• **INPUT DATA**:
%%

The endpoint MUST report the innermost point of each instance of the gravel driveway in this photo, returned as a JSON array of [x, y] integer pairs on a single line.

%%
%%

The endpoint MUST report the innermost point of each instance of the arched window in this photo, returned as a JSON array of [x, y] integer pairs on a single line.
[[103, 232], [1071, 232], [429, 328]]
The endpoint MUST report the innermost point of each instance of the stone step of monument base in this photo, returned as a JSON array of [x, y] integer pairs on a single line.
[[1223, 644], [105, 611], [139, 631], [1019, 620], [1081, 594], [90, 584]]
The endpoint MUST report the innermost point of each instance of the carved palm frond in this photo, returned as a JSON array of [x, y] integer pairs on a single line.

%%

Restate word for word the entries above, starting at the line with "of the arched" and ending at the line with "of the carved", inclusive, and no others.

The endpoint MUST report the innermost point of each instance of the arched window in this photo, returned as a JSON array of [x, y] integer pairs on a single line.
[[103, 232], [1071, 232], [429, 328]]
The endpoint MUST report the innermost point of each instance of the stone step of monument base in this photo, returned as a JSON array of [x, y] integer pairs on a single line.
[[1223, 644], [105, 611], [139, 631], [1019, 620], [1081, 594], [90, 584]]
The endpoint MUST report the innermost point of each instance of the carved palm frond in this photo, returned as a JSON array of [x, y] integer pairs on a single line.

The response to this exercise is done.